**Document section**
Joe and Esther Legg made three 3-4 week visits to Enyanese in 1991 and 1992.  Then they were assigned to the community of FuFu that was about 50-60 miles inland from Cape Coast.  Another set of volunteers came in and helped the villagers build family corn storage sheds that were raised off the ground so that rats could not devour their crop.  They were designed with slat sides to allow the corn to dry.  Financing a corn storage shed was a challenge for most families, so only three were built in Enyanese during the 1990’s.   But this was an important asset, because it allowed the farmers to sell the corn when the prices were high, or store it for a few weeks or months if the market was saturated causing prices to be low.  Joe Legg had helped them increase their crop yield by working together, planting in rows, conserving the soil quality, adding fertilizer, creating drying patios, and planning a market strategy once they grew more than needed by their families.  Joe taught them to work together for the good of the community.   In Ghana, a new constitution decentralized government, strengthening democratic process and culture.  This allowed the farmers and villages independence to manage their crops and profits.

**Data for analysis**
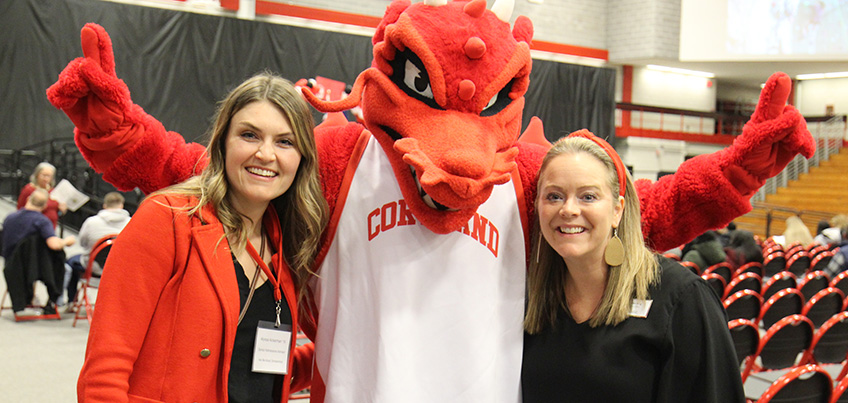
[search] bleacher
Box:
[667,238,848,402]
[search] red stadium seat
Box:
[757,288,804,329]
[757,365,833,403]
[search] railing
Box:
[748,202,833,238]
[0,137,143,230]
[616,102,748,144]
[751,116,846,202]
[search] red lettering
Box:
[398,199,415,227]
[368,209,380,241]
[486,223,501,257]
[380,202,397,231]
[471,213,489,246]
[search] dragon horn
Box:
[492,0,515,24]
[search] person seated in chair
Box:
[2,189,76,313]
[65,192,130,303]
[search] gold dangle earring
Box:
[536,231,542,263]
[604,228,624,266]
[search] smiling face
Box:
[536,152,624,266]
[224,100,301,212]
[35,168,56,189]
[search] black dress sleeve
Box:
[657,279,745,403]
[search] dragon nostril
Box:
[465,36,486,60]
[458,80,477,101]
[439,150,491,179]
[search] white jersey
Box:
[311,137,525,403]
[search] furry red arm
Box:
[47,23,206,193]
[291,343,315,393]
[635,154,751,252]
[716,72,816,196]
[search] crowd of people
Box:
[3,2,836,402]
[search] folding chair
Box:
[785,242,807,259]
[701,273,727,299]
[704,262,733,283]
[798,271,830,301]
[786,250,811,277]
[808,245,830,259]
[727,319,760,372]
[0,234,65,322]
[830,271,848,295]
[724,290,763,321]
[757,288,804,329]
[810,250,834,270]
[761,270,797,300]
[73,234,118,327]
[830,376,848,403]
[802,312,848,380]
[733,262,763,278]
[722,273,763,299]
[742,315,813,382]
[763,254,786,277]
[678,260,701,276]
[801,287,845,328]
[757,365,833,403]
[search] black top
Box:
[227,256,292,403]
[521,258,745,403]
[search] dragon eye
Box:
[403,59,433,99]
[483,94,499,110]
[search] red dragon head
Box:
[305,0,533,233]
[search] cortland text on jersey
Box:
[368,199,501,257]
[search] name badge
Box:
[630,298,654,318]
[252,320,291,375]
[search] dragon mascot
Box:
[47,0,815,402]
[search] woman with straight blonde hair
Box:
[18,161,68,229]
[521,130,745,403]
[77,73,328,402]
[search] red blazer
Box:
[77,195,312,403]
[18,183,59,228]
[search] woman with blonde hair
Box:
[521,130,745,403]
[18,162,68,228]
[77,73,328,402]
[783,215,813,248]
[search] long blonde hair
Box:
[524,137,659,334]
[783,215,813,247]
[29,161,56,190]
[157,72,329,296]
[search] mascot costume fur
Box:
[48,0,815,402]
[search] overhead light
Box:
[795,71,848,80]
[646,64,715,78]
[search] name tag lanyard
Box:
[239,236,285,328]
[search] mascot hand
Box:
[47,23,137,138]
[723,73,816,194]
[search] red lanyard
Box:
[247,241,283,327]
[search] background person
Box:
[77,74,327,402]
[783,215,813,248]
[521,130,745,403]
[65,192,130,302]
[18,162,68,229]
[725,230,763,268]
[2,188,76,314]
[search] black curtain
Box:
[523,60,615,144]
[0,0,371,149]
[0,0,615,149]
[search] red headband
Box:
[568,129,627,196]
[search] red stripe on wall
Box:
[220,0,609,60]
[530,39,609,60]
[253,0,381,28]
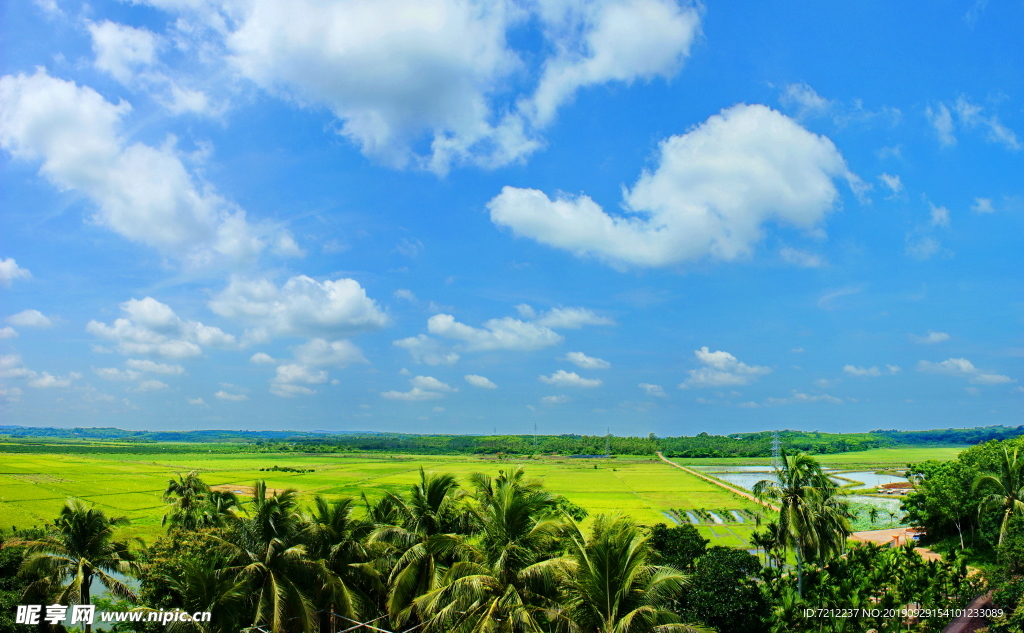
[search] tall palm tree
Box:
[415,467,565,633]
[223,481,349,633]
[551,515,702,633]
[22,499,139,633]
[754,451,851,596]
[371,467,469,625]
[972,447,1024,545]
[161,470,210,530]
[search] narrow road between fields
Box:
[655,451,778,512]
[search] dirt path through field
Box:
[656,451,778,512]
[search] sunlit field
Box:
[0,454,763,547]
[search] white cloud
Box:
[88,20,159,83]
[135,380,168,391]
[534,307,615,330]
[270,363,329,397]
[954,96,1024,151]
[85,297,240,358]
[134,0,699,173]
[879,174,903,197]
[29,372,82,389]
[565,351,611,369]
[925,103,956,146]
[465,374,498,389]
[971,198,995,213]
[0,257,32,288]
[0,69,276,269]
[778,246,825,268]
[637,382,669,397]
[918,358,1017,385]
[210,275,389,337]
[391,334,460,366]
[779,83,831,117]
[928,203,949,226]
[679,346,771,389]
[295,338,368,367]
[409,376,458,393]
[528,0,700,125]
[541,395,571,405]
[538,370,601,388]
[843,365,902,378]
[6,310,53,328]
[214,390,249,405]
[910,330,949,345]
[904,235,942,260]
[765,389,843,406]
[427,314,564,351]
[487,104,859,266]
[92,367,142,381]
[125,358,185,376]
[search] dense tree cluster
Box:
[0,440,1024,633]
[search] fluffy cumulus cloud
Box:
[392,334,460,365]
[0,70,292,267]
[565,351,611,369]
[381,376,458,402]
[843,365,903,378]
[637,382,669,397]
[210,275,389,338]
[466,374,498,389]
[918,358,1017,385]
[0,257,32,288]
[427,314,564,351]
[295,338,367,367]
[85,297,240,358]
[910,330,949,345]
[534,307,615,330]
[527,0,700,124]
[270,363,328,397]
[679,347,771,389]
[538,370,601,388]
[88,20,159,83]
[487,104,861,266]
[121,0,700,173]
[7,309,53,328]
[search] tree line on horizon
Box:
[0,440,1024,633]
[0,425,1024,458]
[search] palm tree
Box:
[20,499,139,633]
[754,451,851,596]
[222,481,350,633]
[550,515,700,633]
[161,470,210,530]
[371,467,469,625]
[415,467,565,633]
[972,447,1024,545]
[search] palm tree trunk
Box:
[797,539,804,598]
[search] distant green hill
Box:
[0,425,1024,457]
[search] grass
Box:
[0,453,760,547]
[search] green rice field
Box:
[0,448,961,547]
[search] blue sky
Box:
[0,0,1024,435]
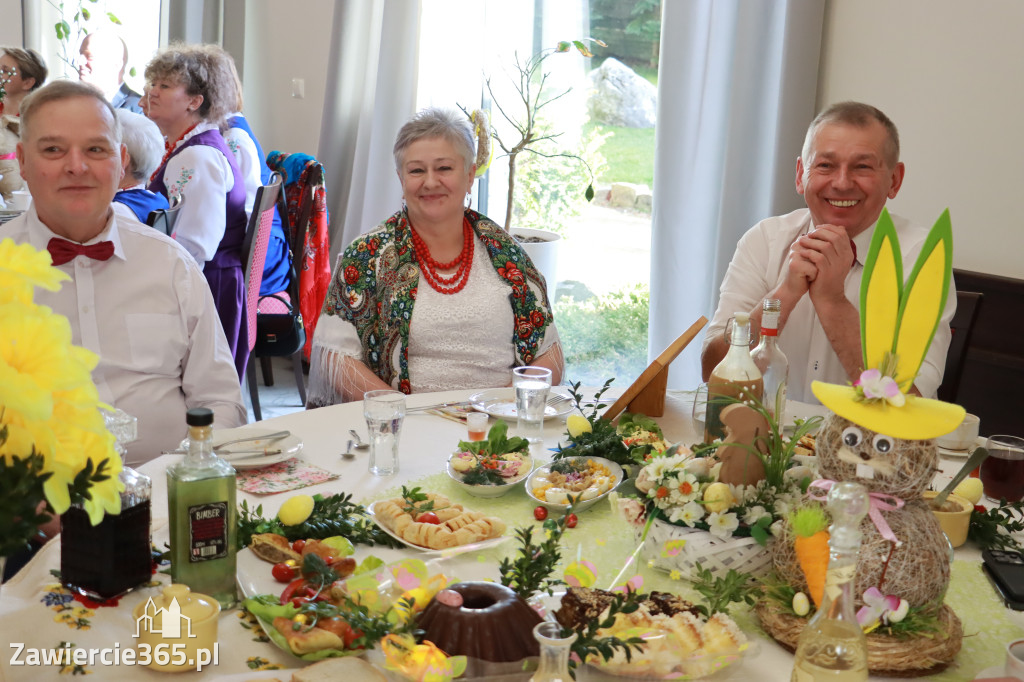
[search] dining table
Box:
[0,387,1024,682]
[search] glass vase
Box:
[529,621,577,682]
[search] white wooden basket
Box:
[636,519,771,578]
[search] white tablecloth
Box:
[0,391,1024,681]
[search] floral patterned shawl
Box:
[309,209,554,404]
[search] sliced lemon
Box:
[705,482,736,513]
[565,415,594,438]
[278,495,313,525]
[953,478,982,505]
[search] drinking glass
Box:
[512,365,551,442]
[362,390,406,476]
[690,383,708,434]
[466,412,487,440]
[981,435,1024,502]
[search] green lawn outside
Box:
[584,123,654,187]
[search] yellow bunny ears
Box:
[811,209,965,440]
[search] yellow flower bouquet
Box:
[0,239,123,558]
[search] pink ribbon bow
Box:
[807,478,903,547]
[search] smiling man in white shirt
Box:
[0,81,246,464]
[700,101,956,402]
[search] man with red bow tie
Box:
[0,80,247,464]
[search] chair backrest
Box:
[145,195,185,237]
[938,291,984,402]
[242,173,282,351]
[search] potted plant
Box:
[473,38,606,295]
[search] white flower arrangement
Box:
[620,445,811,545]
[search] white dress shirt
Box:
[221,113,263,216]
[703,209,956,403]
[164,122,234,266]
[0,202,247,465]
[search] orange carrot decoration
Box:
[790,506,828,607]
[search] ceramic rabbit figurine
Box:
[772,206,965,606]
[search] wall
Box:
[244,0,335,155]
[0,0,22,46]
[818,0,1024,279]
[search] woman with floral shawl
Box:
[308,109,563,407]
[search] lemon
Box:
[705,482,735,513]
[953,478,982,505]
[278,495,313,525]
[565,415,594,438]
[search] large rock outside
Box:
[587,57,657,128]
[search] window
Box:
[418,0,660,387]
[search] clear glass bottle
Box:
[791,481,867,682]
[167,408,238,608]
[751,298,790,421]
[705,312,764,442]
[60,410,153,601]
[529,621,577,682]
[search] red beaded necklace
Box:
[150,122,199,182]
[409,217,476,294]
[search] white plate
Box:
[209,427,302,470]
[444,453,534,498]
[935,436,988,460]
[367,502,512,556]
[469,387,573,420]
[526,457,623,512]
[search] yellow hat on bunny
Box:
[811,209,966,440]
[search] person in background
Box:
[78,29,142,114]
[0,47,49,116]
[701,101,956,402]
[0,80,247,464]
[215,45,291,296]
[114,109,169,222]
[307,109,564,407]
[0,47,47,201]
[145,44,249,381]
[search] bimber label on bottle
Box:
[188,502,228,563]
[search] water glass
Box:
[466,412,487,440]
[981,435,1024,502]
[512,365,551,442]
[362,390,406,476]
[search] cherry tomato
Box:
[416,512,441,525]
[270,561,298,583]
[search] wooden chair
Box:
[242,173,283,421]
[145,195,185,237]
[938,291,984,402]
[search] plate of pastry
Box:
[367,491,509,556]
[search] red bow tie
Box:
[46,237,114,265]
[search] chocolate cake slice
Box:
[555,587,699,630]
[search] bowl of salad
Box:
[446,420,534,498]
[526,457,623,512]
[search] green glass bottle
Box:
[167,408,238,608]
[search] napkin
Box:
[238,457,338,495]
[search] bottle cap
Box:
[185,408,213,426]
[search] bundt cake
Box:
[416,582,541,663]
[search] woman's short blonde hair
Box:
[145,43,238,125]
[0,47,50,90]
[394,106,476,173]
[115,109,164,182]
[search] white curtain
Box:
[318,0,420,260]
[648,0,824,388]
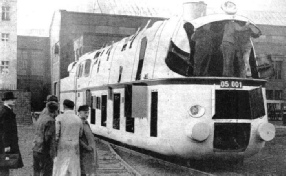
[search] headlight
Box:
[189,105,205,118]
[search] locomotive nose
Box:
[185,122,210,142]
[257,123,275,141]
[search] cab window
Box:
[76,63,83,78]
[84,59,91,77]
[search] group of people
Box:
[0,92,98,176]
[33,95,97,176]
[192,21,255,78]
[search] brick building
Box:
[17,36,51,111]
[0,0,17,90]
[49,10,163,95]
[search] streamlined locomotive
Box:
[60,1,275,160]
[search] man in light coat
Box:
[53,99,83,176]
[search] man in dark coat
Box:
[33,101,58,176]
[0,92,24,176]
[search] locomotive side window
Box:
[124,85,134,133]
[113,93,121,130]
[213,90,252,119]
[101,95,107,127]
[96,97,100,109]
[150,92,158,137]
[90,96,96,124]
[77,63,83,78]
[84,59,91,77]
[249,88,265,119]
[117,66,123,83]
[136,37,147,80]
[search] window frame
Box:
[2,6,11,21]
[83,59,91,77]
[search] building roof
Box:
[93,0,286,26]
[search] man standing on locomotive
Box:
[191,24,215,76]
[221,21,249,77]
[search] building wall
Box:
[0,90,32,125]
[17,36,51,111]
[254,25,286,118]
[50,10,163,95]
[0,0,17,90]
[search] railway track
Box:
[95,138,212,176]
[96,139,141,176]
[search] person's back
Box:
[53,100,83,176]
[56,110,82,150]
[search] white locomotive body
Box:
[60,3,275,162]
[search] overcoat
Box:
[53,110,83,176]
[0,106,24,168]
[80,120,98,175]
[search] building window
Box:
[273,61,283,79]
[275,90,282,100]
[2,6,10,21]
[0,61,9,74]
[2,33,9,42]
[266,90,273,100]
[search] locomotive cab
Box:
[165,14,261,78]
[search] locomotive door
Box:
[75,59,91,109]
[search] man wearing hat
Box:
[33,101,59,176]
[78,105,97,176]
[53,99,83,176]
[0,92,24,176]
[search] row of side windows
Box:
[77,37,147,82]
[90,90,158,137]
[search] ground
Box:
[8,121,286,176]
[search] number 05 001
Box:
[220,81,242,88]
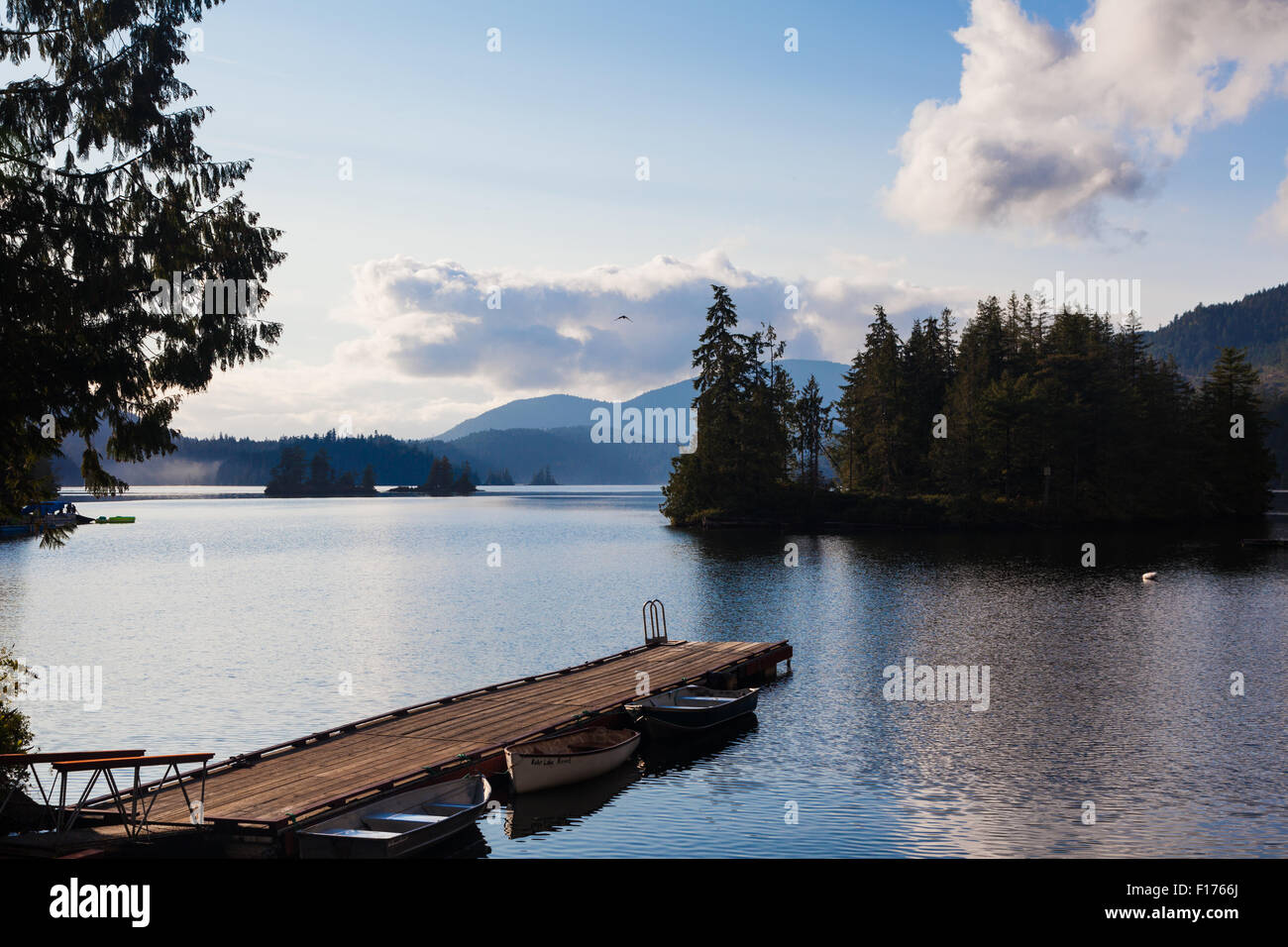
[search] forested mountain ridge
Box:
[1143,283,1288,391]
[1145,283,1288,485]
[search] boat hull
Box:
[505,733,640,792]
[626,686,760,738]
[296,776,492,858]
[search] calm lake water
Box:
[0,488,1288,857]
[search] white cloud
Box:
[180,250,974,437]
[884,0,1288,237]
[1261,149,1288,237]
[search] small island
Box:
[661,286,1275,531]
[265,445,376,496]
[528,464,559,487]
[265,445,478,497]
[385,456,478,496]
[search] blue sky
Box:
[158,0,1288,437]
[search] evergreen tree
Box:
[0,0,282,509]
[1199,348,1276,515]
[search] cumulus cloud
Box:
[1261,149,1288,237]
[183,250,974,437]
[884,0,1288,237]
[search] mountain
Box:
[435,359,849,440]
[1143,283,1288,485]
[1143,283,1288,391]
[434,394,602,441]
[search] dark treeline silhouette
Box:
[393,456,477,496]
[528,464,559,487]
[662,286,1275,524]
[265,445,376,496]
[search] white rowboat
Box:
[505,727,640,792]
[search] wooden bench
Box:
[52,753,215,839]
[0,750,143,828]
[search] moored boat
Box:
[297,776,492,858]
[626,684,760,737]
[505,727,640,792]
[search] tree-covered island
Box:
[661,286,1275,527]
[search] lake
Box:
[0,487,1288,857]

**Aim of the exercise**
According to the passage on the Enyanese villagers, how many family corn storage sheds were built in Enyanese during the 1990s?

**Final answer**
Three were built.